PROVIDED PASSAGE
::::::
# [2010 Thread] Nice surprise involving Costco tire warranty



## UWSurfer (Mar 18, 2010)

4-1/2 years ago we put new tires on our little hatchback which we bought at Costco; 70,000 mile warranty BF Goodrich touring tires.   Costco also offers a five year road hazard warranty on the tires they sell.

I always somewhat regretted purchasing them through Costco because it's such a hassle to get the tires rotated as it can take several hours with their first in, first out policy on the cars they work on.   My son now drives the car and complained that the tires were regularly loosing air.   One of the tires he inflated with a can of foam fix a flat and it has held but the others have been problematic. 

So he takes the car with the paperwork from the glove box and leaves the car this morning at Costco to get to.   They checked out the tires and found two to have cracks in them, a third had a screw in it.   Costco is replacing all three tires under warranty and my son who's no dummy is purchasing the 4th tire so he'll have a new set on the car.   The forth had it's warranty voided due to the foam stuff being used. 

I must say I'm pleasantly surprised!


----------



## pjrose (Mar 18, 2010)

Very nice, especially when we often hear about the customer service problems instead of examples like this!


----------



## normab (Mar 18, 2010)

Right now I am involved with Costco customer service and so far I am also pleased.  We bought a patio set last year that was very pricey and over the winter the table top edge expanded a bit in places, and the paint is peeling off.  We were not told it could not withstand freezing, so I called COstco CS to find out how to get a replacement--we assumed we would have to do the legwork.

To our surprise a Customer service specialist called and is working to get us a replacement.  He seemed to think this would not be a problem.  So we will see.


----------



## Icc5 (Mar 19, 2010)

*No problems with Costco*

I have never had any problems with merchandise or tires from Costco but other family member have and every time Costco came up big.  I know my sister has had computers replaced and other things fixed.  If you can satisfy her you must have great customer service.  One of my brothers has also had a few items fail and replaced by Costco.
Bart


----------



## cgeidl (Mar 20, 2010)

*Costco tire warrant fair.*

We had a blow out and took our car in which had over 50000 miles on the michelin tires. The tire center measured the tires and said it showed 80% . I thought nthis meant there was 80% wear but it was 80% covered with 20% wear. 
I always get my tires at Costco. Their equipment is excellent and I like the tires filled with nitrogen as there seems to be less leakage.I rotate the tires and have them checked and rebalanced every 5000 miles along with the oil change.
I am very pleased with prices,warranty, and quality of Costco as a whole.
The service for information is mostly non-existant and the lines vary from store to store. Oahu,probably the busiest store with over a million a day always has short lines. 24 registers and 24 open. Never wait there. The store in Fairfield ,CA has a ploicy that people should stand inline and wait. They have anly half the registers open. I actually yell out "Long line show poor management" and several times have had some clapping but mostly silent agreement. Normally one to three check stands are then opened.A mangager has often told me they don't have enough employees to which the reply is there are lots of good workers looking for jobs. The workers as COSTCO seem to be husslers and deserve good pay and benefits.
::::::
DATA SHOWN
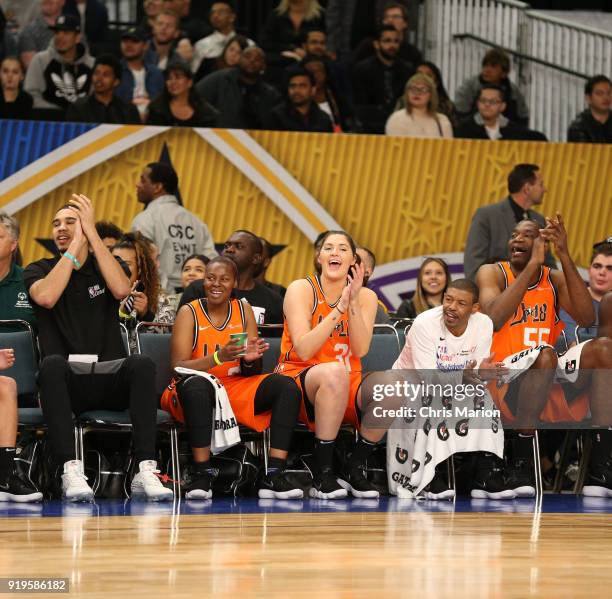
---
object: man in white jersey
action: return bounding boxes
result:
::::::
WHAT IS ASKED
• a. In the Costco tire thread, why did the poster who started it regret buying the tires through Costco?
• b. Please extract the passage in the Costco tire thread from "# [2010 Thread]" to "tires they sell.".
• c. Extend the Costco tire thread past the last sentence it shows.

ANSWERS GIVEN
• a. Getting the tires rotated there was a hassle. Costco works on cars first in, first out, so a rotation could take several hours.

• b.
# [2010 Thread] Nice surprise involving Costco tire warranty



## UWSurfer (Mar 18, 2010)

4-1/2 years ago we put new tires on our little hatchback which we bought at Costco; 70,000 mile warranty BF Goodrich touring tires.   Costco also offers a five year road hazard warranty on the tires they sell.

• c.
----------



## thheath (Mar 21, 2010)

COSTCO has the best customer service and return policy in the industry.


----------



## DaveNV (Mar 21, 2010)

*Costco staffing is relative to that day's sales*

Costco has a very strictly monitored employee staffing situation, and it's tied to how much the warehouse is selling that day, AND how much it sold on the same day last year.  

If ten people go through the check out line with only one or two items in their carts, it's unlikely extra registers wll be opened.  That requires having extra staff on the clock, and sales in such low numbers do not support the overhead of opening those extra registers.

By contrast, if those same ten people go through the checkout with a full cart each, you can bet they'll get people there to open those extra registers.  The sales numbers will demand it.

The same reason the person at the entrance door has a counter in their hand.  They do door counts, to see how many members are in the warehouse at a given time.  If door counts are huge, they'll be ready to open as many registers as it takes to support those people - as long as those people are spending enough to justify the payroll expense.

It's a delicate dance between door counts and register sales, how many hours are left in the workday, and so on.  It is not taken lightly, and the warehouse staff are doing the best they can to provide the best possible customer service.

The Iwilei Costco on Oahu is the highest grossing Costco in the USA.  They are consistently in the number one sales position among all Costco's.The only warehouse that ever beats it is another Hawaii Costco.  I'd be surprised to find ANY register NOT open in that warehouse during a busy day.

The Fairfield Costco is located in a semi-residential area, and it's treated by its members like the local grocery store.  One reason Costco started self service checkout lanes was in response to the demand from members who only want to buy one or two items.

If you want to compare management, go find a WalMart and see how poor their customer service is in contrast - on ALL counts.  Costco exists to service the members,  WalMart exists to make money for WalMart.

Dave


----------



## UWSurfer (Mar 27, 2010)

UWSurfer said:


> 4-1/2 years ago we put new tires on our little hatchback which we bought at Costco; 70,000 mile warranty BF Goodrich touring tires.   Costco also offers a five year road hazard warranty on the tires they sell.
> 
> I always somewhat regretted purchasing them through Costco because it's such a hassle to get the tires rotated as it can take several hours with their first in, first out policy on the cars they work on.   My son now drives the car and complained that the tires were regularly loosing air.   One of the tires he inflated with a can of foam fix a flat and it has held but the others have been problematic.
> 
> ...



Well having started this thread I should begin this update with the statement: NEVER trust a 19 y/o to know what he's talking about!!!    The information I posted above came from my son.   So on Thursday the tires came in as ordered, son is 30 miles away at an event and asks if I can take the car in.

I do.   It turns out Costco had ordered two tires, and replacing only one under the road hazard warranty.   As I understood from years of buying tires, they weren't replacing the entire tire, free and clear but rather prorating the percentage of usable tread and charging me the difference.   The second tire was my cost...NOT free as 19 y/o had mistakenly belived.    So basically they knocked $40 off of a $70 tire, and I paid $113 for the two.   They don't warranty "ozone cracks" which is what they chalk up the other leakage to.  

Now I'm not mad at Costco because their policy is pretty much what I understood reputable dealers to do.   I AM mad at myself for beliving the tale my 19 y/o told me and I passed along to all of you.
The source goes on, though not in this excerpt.